::: Data provided :::

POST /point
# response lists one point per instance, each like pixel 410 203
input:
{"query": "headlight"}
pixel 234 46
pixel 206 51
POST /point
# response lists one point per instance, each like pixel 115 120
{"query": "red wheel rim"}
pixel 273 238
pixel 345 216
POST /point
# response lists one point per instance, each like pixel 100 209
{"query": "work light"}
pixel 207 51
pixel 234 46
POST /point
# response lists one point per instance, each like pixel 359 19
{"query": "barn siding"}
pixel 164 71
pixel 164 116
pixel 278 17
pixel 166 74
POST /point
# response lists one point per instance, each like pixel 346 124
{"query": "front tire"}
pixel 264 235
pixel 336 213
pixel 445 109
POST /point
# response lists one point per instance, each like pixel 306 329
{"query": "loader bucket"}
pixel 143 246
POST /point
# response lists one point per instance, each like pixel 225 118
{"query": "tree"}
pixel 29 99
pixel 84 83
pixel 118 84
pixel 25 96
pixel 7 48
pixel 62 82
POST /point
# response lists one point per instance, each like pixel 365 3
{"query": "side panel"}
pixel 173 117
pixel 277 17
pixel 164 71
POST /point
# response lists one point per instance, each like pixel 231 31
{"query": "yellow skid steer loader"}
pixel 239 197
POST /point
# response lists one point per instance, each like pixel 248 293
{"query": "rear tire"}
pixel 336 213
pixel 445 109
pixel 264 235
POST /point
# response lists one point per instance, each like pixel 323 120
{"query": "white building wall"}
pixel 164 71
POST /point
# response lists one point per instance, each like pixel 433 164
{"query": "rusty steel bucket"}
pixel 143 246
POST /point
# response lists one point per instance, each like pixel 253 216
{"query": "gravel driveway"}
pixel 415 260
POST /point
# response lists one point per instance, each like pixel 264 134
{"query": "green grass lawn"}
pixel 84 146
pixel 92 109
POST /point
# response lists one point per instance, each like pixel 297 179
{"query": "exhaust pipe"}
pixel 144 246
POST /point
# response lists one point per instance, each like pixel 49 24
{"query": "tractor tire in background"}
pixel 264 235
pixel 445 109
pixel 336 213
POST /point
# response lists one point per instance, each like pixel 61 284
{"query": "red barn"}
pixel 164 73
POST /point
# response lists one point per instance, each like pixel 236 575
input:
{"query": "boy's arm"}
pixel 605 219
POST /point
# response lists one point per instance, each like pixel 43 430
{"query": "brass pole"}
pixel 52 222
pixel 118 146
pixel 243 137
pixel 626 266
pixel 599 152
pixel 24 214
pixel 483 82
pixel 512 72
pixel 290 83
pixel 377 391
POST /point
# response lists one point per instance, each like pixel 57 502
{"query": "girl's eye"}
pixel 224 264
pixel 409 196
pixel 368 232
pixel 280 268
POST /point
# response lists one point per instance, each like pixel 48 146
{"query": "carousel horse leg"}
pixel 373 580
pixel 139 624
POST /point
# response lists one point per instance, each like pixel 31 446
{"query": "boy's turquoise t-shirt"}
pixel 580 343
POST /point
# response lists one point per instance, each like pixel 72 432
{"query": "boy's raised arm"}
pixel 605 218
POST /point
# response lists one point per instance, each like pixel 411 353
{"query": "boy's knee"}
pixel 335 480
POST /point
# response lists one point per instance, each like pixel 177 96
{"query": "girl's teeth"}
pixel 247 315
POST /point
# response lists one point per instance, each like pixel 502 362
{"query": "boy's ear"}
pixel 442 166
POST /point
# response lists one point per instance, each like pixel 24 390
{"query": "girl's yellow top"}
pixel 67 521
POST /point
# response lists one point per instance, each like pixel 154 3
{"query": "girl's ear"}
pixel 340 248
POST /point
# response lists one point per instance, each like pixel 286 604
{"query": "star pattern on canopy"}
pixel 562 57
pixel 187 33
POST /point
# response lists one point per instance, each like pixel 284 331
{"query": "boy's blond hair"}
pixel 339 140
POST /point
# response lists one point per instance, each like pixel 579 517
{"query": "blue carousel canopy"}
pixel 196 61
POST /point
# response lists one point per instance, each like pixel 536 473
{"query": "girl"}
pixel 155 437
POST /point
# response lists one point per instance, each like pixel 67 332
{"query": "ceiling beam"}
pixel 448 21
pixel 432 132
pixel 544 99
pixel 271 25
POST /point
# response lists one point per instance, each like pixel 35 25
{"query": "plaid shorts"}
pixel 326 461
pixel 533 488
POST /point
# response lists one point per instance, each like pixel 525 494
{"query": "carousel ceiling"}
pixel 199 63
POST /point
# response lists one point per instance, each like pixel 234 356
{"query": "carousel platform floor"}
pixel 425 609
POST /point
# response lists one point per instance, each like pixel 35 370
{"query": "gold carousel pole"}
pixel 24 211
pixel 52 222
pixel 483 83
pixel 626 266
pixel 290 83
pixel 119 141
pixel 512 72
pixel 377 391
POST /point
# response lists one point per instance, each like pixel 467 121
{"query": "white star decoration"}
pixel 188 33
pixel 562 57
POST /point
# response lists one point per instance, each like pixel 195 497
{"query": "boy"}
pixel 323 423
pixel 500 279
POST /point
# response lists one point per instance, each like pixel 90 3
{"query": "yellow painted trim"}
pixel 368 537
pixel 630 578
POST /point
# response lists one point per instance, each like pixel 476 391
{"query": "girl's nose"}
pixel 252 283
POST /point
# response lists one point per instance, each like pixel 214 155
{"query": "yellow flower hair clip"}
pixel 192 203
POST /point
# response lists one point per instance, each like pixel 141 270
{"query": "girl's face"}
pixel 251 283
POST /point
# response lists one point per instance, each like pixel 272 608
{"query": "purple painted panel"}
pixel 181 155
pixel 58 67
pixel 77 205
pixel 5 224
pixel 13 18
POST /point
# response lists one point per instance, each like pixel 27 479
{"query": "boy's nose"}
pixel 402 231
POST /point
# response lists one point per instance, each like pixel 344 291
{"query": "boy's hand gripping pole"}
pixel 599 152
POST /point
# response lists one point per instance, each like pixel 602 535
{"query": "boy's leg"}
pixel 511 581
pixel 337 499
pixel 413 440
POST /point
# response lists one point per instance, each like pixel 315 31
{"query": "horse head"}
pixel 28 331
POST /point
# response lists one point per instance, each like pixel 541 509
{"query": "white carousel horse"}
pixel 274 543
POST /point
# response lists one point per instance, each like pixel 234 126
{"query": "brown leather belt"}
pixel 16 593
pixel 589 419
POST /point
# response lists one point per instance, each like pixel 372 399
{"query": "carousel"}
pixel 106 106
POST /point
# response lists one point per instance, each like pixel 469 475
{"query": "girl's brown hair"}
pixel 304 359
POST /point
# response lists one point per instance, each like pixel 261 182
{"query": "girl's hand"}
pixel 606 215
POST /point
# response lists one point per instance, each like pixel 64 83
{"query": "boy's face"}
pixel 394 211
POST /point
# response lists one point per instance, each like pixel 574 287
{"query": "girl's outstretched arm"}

:::

Transcribe each of the records verbatim.

POST /point
# response lists one point per instance, each like pixel 410 203
input:
{"query": "headlight"}
pixel 234 46
pixel 206 51
POST /point
# response lists one point per instance, each like pixel 115 120
{"query": "red wheel rim"}
pixel 273 238
pixel 345 216
POST /point
# response lists one point per instance, each like pixel 100 209
{"query": "work light"}
pixel 207 51
pixel 234 46
POST /point
# response lists one point per instance, each like pixel 359 19
{"query": "barn siding"}
pixel 164 71
pixel 164 116
pixel 278 17
pixel 166 74
POST /point
# response lists one point per instance, each like pixel 346 124
{"query": "front tire"}
pixel 264 235
pixel 336 213
pixel 445 109
POST /point
# response lists one point per instance, each like pixel 306 329
{"query": "loader bucket"}
pixel 143 246
POST /point
# response lists one point per instance, each like pixel 225 118
{"query": "tree"}
pixel 29 99
pixel 84 83
pixel 118 84
pixel 25 96
pixel 7 48
pixel 62 82
POST /point
# response lists one point per instance, each like pixel 365 3
{"query": "side panel"}
pixel 173 117
pixel 277 17
pixel 164 71
POST /point
# response lists one point per instance, each like pixel 231 31
{"query": "yellow skid steer loader"}
pixel 239 197
POST /point
# response lists one point per instance, each like pixel 248 293
{"query": "rear tire"}
pixel 336 213
pixel 445 109
pixel 264 235
POST /point
# response lists one point per instance, each like pixel 323 120
{"query": "white building wall"}
pixel 164 71
POST /point
# response lists one point per instance, each like pixel 433 164
{"query": "rusty steel bucket"}
pixel 143 246
POST /point
# response lists one point per instance, each like pixel 253 216
{"query": "gravel driveway"}
pixel 415 260
POST /point
# response lists one point per instance, each like pixel 264 134
{"query": "green grass lawn"}
pixel 84 146
pixel 92 109
POST /point
# response lists one point per instance, each like pixel 297 179
{"query": "exhaust pipe"}
pixel 144 246
POST /point
# response lists one point per instance, each like pixel 49 24
{"query": "tractor tire in background"}
pixel 264 235
pixel 445 109
pixel 336 213
POST /point
# response lists one point per instance, each like pixel 61 284
{"query": "red barn"}
pixel 164 73
POST /point
# response lists one point per instance, each like pixel 236 575
input:
{"query": "boy's arm"}
pixel 605 219
POST /point
# response lists one point per instance, each like pixel 43 430
{"query": "brass pole"}
pixel 52 222
pixel 118 146
pixel 243 137
pixel 626 266
pixel 599 152
pixel 24 214
pixel 483 82
pixel 512 72
pixel 290 83
pixel 377 391
POST /point
# response lists one point per instance, each like pixel 57 502
{"query": "girl's eye"}
pixel 224 264
pixel 409 196
pixel 368 232
pixel 280 268
POST /point
# response lists one point per instance, each like pixel 48 146
{"query": "carousel horse leg"}
pixel 373 580
pixel 139 624
POST /point
# response lists one point per instance, each like pixel 31 446
{"query": "boy's turquoise t-shirt"}
pixel 580 343
POST /point
# response lists one point per instance, each like pixel 72 432
{"query": "boy's raised arm"}
pixel 605 218
POST /point
# response lists one point per instance, each like pixel 411 353
{"query": "boy's knee"}
pixel 335 480
POST /point
# response lists one point per instance, each like pixel 177 96
{"query": "girl's teeth"}
pixel 247 315
POST /point
# response lists one point per instance, each like pixel 502 362
{"query": "boy's ear"}
pixel 442 166
POST /point
# response lists one point per instance, each like pixel 24 390
{"query": "girl's yellow top"}
pixel 67 521
POST /point
# response lists one point per instance, each like pixel 154 3
{"query": "girl's ear"}
pixel 340 248
POST /point
# response lists one point per instance, each like pixel 286 604
{"query": "star pattern on canopy"}
pixel 562 57
pixel 187 33
POST /point
# response lists one point per instance, each like pixel 284 331
{"query": "boy's blond hair"}
pixel 339 140
POST /point
# response lists one point per instance, each like pixel 579 517
{"query": "blue carousel canopy"}
pixel 196 61
POST /point
# response lists one point per instance, each like pixel 536 473
{"query": "girl"}
pixel 155 437
POST /point
# response lists one point per instance, each like pixel 67 332
{"query": "ceiling beam"}
pixel 448 21
pixel 432 132
pixel 544 99
pixel 271 25
POST /point
# response lists one point per instance, each like pixel 35 25
{"query": "plaid shorts"}
pixel 326 461
pixel 533 488
POST /point
# response lists one point per instance, each like pixel 525 494
{"query": "carousel ceiling"}
pixel 199 63
POST /point
# response lists one point per instance, each like pixel 234 356
{"query": "carousel platform floor"}
pixel 425 609
POST /point
# response lists one point per instance, each like pixel 35 370
{"query": "gold carousel pole"}
pixel 24 211
pixel 52 222
pixel 483 83
pixel 626 266
pixel 290 83
pixel 119 141
pixel 512 72
pixel 377 391
POST /point
# response lists one point per instance, each like pixel 467 121
{"query": "white star decoration"}
pixel 188 33
pixel 562 57
POST /point
# response lists one point per instance, each like pixel 195 497
{"query": "boy"}
pixel 323 423
pixel 500 279
POST /point
# response lists one point per instance, each like pixel 90 3
{"query": "yellow painted trim"}
pixel 368 537
pixel 630 578
POST /point
# response lists one point per instance, each like pixel 476 391
{"query": "girl's nose"}
pixel 252 283
POST /point
# response lists one point per instance, each like pixel 214 155
{"query": "yellow flower hair clip"}
pixel 192 203
POST /point
# response lists one point per instance, each like pixel 141 270
{"query": "girl's face"}
pixel 251 283
POST /point
# response lists one point per instance, each like pixel 272 608
{"query": "purple painted panel"}
pixel 181 155
pixel 58 67
pixel 77 205
pixel 5 224
pixel 13 18
POST /point
# response lists one point per instance, each like pixel 27 479
{"query": "boy's nose"}
pixel 402 231
POST /point
# response lists one point per instance, each like pixel 344 291
{"query": "boy's hand gripping pole"}
pixel 599 152
POST /point
# response lists one point per instance, each like pixel 602 535
{"query": "boy's leg"}
pixel 511 581
pixel 337 499
pixel 413 440
POST /point
# response lists one point per instance, each like pixel 315 31
{"query": "horse head"}
pixel 28 331
POST /point
# response lists one point per instance, each like pixel 541 509
{"query": "white carousel horse"}
pixel 274 543
POST /point
# response lists one point per instance, each like pixel 234 126
{"query": "brown leather belt"}
pixel 16 593
pixel 589 419
POST /point
# response lists one point per instance, each like pixel 372 399
{"query": "carousel"}
pixel 106 106
POST /point
# response lists one point per instance, each like pixel 469 475
{"query": "girl's brown hair"}
pixel 304 359
POST /point
# response lists one point per instance, each like pixel 261 182
{"query": "girl's hand"}
pixel 606 215
POST /point
# response lists one point per instance, each like pixel 64 83
{"query": "boy's face"}
pixel 394 211
POST /point
# response lists one point per instance, each like pixel 574 287
{"query": "girl's outstretched arm"}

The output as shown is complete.